#### Requirement:
Write out exactly the lines of the entries below, from the first through the line containing "query: birch tree trunk", and nothing beyond them.

Source data
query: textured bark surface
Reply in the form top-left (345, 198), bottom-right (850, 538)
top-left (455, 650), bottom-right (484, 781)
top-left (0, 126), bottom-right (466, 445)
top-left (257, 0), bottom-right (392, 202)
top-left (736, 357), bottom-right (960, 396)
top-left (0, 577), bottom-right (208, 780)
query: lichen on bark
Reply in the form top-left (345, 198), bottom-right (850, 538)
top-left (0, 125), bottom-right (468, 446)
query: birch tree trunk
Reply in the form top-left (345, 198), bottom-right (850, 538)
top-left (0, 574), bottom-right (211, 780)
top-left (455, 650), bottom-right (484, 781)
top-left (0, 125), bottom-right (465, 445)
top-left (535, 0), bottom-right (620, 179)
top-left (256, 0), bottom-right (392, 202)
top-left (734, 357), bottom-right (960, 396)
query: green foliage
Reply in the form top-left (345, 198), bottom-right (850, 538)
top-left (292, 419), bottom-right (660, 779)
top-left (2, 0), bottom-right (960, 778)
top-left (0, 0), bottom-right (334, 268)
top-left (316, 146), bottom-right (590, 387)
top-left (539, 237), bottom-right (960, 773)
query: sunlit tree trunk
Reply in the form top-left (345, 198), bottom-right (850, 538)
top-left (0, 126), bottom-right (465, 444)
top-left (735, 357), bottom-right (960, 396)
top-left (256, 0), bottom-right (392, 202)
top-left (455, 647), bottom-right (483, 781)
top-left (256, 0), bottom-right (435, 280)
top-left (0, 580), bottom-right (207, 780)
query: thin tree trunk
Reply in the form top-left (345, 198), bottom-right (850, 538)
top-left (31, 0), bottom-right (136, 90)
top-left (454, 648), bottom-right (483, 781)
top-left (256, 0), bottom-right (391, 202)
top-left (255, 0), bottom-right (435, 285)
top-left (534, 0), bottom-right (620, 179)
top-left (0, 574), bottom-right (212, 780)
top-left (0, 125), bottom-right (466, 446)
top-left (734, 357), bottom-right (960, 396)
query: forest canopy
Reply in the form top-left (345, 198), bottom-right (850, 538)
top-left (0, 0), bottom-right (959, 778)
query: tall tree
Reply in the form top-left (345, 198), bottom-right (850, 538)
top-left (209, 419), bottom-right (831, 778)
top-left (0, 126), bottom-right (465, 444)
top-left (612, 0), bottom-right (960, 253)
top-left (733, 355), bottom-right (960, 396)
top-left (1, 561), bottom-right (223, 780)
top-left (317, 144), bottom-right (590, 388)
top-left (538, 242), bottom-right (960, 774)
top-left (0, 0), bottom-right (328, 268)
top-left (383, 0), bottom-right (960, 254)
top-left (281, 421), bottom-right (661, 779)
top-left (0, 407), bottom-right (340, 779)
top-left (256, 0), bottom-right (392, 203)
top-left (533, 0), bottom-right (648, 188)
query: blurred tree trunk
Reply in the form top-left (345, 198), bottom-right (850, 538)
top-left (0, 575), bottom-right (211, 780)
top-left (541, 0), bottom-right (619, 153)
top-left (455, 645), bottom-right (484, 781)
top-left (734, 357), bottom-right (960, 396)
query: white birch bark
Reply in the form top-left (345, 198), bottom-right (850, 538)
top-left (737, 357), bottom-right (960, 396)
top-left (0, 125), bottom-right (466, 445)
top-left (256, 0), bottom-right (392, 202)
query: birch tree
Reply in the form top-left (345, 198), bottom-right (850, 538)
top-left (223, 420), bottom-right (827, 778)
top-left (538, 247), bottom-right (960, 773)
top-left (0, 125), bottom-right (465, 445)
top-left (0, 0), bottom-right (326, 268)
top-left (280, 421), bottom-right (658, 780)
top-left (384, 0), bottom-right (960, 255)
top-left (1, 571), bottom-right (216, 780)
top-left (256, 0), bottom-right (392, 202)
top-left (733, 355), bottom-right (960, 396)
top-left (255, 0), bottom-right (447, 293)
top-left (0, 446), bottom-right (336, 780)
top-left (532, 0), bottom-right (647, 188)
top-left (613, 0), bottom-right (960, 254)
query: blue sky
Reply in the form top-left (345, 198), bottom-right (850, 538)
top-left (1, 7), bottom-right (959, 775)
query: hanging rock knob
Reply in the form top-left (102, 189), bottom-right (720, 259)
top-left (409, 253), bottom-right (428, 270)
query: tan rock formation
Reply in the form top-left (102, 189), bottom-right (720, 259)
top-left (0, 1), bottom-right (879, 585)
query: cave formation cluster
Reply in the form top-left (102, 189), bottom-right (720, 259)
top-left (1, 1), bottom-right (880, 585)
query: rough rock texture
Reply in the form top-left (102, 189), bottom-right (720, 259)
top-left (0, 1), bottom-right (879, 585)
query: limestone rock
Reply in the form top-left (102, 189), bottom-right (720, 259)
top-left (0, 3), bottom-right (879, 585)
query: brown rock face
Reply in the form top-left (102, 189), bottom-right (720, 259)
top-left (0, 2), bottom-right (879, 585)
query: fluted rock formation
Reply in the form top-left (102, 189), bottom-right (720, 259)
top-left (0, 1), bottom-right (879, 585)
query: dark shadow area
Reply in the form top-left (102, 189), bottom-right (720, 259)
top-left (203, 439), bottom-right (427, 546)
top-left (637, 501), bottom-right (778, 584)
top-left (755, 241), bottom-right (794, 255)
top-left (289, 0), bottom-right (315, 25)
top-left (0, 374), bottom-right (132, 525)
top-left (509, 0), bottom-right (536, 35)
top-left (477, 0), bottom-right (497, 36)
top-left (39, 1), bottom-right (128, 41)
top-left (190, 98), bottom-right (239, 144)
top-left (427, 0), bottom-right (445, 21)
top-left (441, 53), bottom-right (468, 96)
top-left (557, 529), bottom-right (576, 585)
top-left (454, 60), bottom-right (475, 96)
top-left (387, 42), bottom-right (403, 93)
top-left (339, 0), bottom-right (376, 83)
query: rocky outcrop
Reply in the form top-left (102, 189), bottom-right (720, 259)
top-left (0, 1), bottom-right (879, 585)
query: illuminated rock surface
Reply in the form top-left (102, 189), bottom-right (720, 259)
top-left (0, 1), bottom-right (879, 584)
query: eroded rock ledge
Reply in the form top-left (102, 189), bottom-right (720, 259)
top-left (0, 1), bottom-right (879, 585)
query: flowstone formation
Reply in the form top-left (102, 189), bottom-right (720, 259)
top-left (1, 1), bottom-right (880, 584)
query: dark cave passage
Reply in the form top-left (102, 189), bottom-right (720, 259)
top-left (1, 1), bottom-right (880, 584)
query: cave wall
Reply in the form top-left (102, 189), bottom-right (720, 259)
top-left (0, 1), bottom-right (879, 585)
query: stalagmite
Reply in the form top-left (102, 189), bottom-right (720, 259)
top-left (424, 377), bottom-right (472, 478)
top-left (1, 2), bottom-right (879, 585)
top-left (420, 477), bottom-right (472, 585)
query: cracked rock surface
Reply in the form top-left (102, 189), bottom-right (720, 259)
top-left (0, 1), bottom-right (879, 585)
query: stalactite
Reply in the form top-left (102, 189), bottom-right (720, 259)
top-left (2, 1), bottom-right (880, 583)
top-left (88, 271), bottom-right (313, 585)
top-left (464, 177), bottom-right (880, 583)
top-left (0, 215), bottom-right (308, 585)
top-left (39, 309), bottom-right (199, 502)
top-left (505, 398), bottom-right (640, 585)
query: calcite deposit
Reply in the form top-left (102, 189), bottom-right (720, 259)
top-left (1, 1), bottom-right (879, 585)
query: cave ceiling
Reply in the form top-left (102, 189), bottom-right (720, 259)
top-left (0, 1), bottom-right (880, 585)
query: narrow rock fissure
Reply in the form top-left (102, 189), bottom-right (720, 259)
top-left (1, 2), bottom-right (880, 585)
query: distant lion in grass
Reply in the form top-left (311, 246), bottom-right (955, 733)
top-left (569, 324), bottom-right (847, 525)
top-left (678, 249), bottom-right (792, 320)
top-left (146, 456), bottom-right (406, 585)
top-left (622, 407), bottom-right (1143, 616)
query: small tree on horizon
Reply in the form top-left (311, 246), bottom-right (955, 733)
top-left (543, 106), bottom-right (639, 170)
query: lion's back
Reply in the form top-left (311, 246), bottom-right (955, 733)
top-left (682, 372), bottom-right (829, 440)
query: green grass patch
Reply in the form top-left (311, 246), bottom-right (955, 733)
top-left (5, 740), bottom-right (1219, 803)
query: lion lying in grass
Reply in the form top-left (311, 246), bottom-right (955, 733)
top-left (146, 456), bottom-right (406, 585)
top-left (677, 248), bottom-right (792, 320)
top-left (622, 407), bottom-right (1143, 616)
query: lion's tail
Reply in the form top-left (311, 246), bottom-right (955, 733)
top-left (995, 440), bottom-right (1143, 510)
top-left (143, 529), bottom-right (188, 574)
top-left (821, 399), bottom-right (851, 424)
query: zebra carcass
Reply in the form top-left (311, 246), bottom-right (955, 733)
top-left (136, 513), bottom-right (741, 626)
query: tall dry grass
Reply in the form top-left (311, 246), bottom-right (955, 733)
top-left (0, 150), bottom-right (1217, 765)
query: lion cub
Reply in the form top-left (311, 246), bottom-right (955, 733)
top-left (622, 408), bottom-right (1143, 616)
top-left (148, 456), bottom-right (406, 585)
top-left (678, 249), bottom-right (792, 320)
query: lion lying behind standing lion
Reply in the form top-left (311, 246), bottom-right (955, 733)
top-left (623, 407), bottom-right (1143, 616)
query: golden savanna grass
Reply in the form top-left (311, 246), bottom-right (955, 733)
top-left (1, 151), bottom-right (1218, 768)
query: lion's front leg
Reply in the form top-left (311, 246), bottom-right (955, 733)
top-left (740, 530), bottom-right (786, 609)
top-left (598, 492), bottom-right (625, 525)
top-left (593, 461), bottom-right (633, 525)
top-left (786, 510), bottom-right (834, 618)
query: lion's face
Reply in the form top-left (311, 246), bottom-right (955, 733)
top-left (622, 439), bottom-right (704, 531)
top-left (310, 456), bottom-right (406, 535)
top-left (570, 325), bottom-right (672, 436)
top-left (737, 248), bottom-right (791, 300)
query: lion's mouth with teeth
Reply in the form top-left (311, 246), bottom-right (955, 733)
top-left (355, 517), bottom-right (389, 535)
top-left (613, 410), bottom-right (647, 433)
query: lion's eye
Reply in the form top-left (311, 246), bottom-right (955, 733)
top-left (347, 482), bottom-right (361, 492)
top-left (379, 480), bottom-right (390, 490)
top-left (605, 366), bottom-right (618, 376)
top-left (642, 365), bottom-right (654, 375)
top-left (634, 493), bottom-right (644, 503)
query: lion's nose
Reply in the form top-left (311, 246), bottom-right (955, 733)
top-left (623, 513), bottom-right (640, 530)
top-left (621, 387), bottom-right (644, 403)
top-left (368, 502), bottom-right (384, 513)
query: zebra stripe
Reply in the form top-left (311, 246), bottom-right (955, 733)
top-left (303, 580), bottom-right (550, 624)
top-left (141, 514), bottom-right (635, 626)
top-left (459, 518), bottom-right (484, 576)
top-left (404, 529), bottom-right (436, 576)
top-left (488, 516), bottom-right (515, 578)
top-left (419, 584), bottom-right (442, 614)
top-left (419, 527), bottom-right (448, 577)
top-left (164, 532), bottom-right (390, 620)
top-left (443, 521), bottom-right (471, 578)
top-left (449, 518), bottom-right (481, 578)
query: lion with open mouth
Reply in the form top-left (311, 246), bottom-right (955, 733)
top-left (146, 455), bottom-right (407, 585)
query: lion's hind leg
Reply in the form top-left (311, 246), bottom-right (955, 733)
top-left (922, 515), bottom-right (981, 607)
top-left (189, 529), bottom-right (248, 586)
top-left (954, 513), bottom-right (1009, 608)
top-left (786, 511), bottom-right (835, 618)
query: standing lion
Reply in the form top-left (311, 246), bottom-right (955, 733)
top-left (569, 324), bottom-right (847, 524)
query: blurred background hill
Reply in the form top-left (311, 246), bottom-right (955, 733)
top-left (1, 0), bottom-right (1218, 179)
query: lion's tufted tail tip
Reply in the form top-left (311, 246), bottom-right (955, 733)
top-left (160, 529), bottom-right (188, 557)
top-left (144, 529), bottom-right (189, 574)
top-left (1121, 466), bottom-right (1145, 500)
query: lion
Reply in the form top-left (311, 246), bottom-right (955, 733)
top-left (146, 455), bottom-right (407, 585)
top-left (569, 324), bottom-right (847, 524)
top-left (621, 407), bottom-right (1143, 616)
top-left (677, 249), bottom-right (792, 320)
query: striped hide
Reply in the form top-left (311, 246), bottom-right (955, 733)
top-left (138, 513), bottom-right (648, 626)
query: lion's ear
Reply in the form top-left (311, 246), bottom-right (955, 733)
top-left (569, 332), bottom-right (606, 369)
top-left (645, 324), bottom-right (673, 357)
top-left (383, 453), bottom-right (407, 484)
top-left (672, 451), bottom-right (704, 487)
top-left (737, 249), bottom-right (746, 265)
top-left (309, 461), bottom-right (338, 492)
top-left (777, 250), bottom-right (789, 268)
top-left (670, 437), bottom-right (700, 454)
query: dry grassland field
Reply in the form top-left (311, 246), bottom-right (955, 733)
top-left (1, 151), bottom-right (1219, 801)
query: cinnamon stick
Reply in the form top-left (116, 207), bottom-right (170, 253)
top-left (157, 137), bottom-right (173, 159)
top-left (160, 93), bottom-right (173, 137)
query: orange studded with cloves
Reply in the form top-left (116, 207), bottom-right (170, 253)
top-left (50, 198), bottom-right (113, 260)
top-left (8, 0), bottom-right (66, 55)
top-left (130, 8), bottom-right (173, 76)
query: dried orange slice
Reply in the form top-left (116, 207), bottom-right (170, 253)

#### Task result:
query: textured bark surface
Reply in the form top-left (345, 198), bottom-right (850, 538)
top-left (455, 650), bottom-right (484, 781)
top-left (0, 126), bottom-right (466, 445)
top-left (257, 0), bottom-right (392, 202)
top-left (736, 357), bottom-right (960, 396)
top-left (0, 577), bottom-right (208, 780)
query: lichen on bark
Reply in the form top-left (345, 198), bottom-right (850, 538)
top-left (0, 125), bottom-right (468, 446)
query: birch tree trunk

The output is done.